- **Information shown**:

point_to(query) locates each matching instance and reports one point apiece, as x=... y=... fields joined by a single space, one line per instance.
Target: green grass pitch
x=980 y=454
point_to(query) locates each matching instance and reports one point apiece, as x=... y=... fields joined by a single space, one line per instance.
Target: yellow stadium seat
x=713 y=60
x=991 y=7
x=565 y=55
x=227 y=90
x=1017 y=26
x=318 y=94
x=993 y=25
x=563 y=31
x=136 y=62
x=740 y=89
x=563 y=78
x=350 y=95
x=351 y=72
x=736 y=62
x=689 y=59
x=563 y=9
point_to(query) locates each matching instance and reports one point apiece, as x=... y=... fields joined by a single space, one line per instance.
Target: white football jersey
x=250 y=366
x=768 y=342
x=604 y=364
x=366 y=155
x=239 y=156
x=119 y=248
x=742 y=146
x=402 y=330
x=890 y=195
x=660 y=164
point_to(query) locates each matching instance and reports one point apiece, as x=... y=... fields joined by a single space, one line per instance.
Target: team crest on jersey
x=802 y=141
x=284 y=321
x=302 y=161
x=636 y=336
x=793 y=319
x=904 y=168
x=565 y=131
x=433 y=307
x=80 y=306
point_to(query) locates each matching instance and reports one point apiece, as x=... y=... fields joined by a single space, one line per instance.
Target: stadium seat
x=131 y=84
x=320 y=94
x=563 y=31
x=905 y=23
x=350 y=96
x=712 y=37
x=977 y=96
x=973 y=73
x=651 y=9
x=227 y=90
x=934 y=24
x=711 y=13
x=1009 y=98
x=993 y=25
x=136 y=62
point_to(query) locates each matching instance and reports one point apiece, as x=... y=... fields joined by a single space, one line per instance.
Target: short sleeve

- **Exercise objective**:
Reproduce all of the items above line for line, without changing anything and in the same order.

- **Solved exercise**:
point_to(query) locates each matching instance and reports one point apiece, as x=... y=... fields joined by a single space, one line per instance.
Target: green grass pitch
x=980 y=454
point_to(query) locates each matching instance and reports one point apiece, as x=... y=... fields joined by a single space, one line per instance.
Target: yellow stadium seat
x=713 y=60
x=991 y=7
x=565 y=55
x=227 y=90
x=1017 y=26
x=318 y=94
x=993 y=25
x=563 y=31
x=136 y=62
x=740 y=89
x=563 y=78
x=350 y=95
x=351 y=72
x=736 y=62
x=689 y=59
x=563 y=9
point_to(query) locates each matching instance and reports one point apiece, as x=... y=... fields joined by a single space, one line per instance.
Target: white football jersey
x=250 y=366
x=768 y=342
x=604 y=364
x=366 y=155
x=239 y=156
x=119 y=248
x=742 y=146
x=402 y=330
x=890 y=195
x=660 y=164
point_to(query) locates each matching instance and reports one point apiece, as x=... y=... fields joined by a single space, one line per instance.
Target: team crest on jersey
x=802 y=141
x=284 y=321
x=302 y=161
x=636 y=336
x=793 y=319
x=904 y=168
x=565 y=131
x=433 y=307
x=80 y=306
point_to(query) locates each matching instance and reports one point apiece, as x=... y=... fields joined by a single space, one line per instance.
Target: stadium seat
x=131 y=84
x=320 y=94
x=563 y=31
x=905 y=23
x=350 y=96
x=712 y=37
x=977 y=96
x=973 y=73
x=651 y=9
x=227 y=90
x=934 y=24
x=711 y=13
x=1009 y=98
x=993 y=25
x=136 y=62
point_to(query) locates each matching instance and reports one point apiece, as x=... y=... fields joined by a single space, one line per instance.
Target: short sleeve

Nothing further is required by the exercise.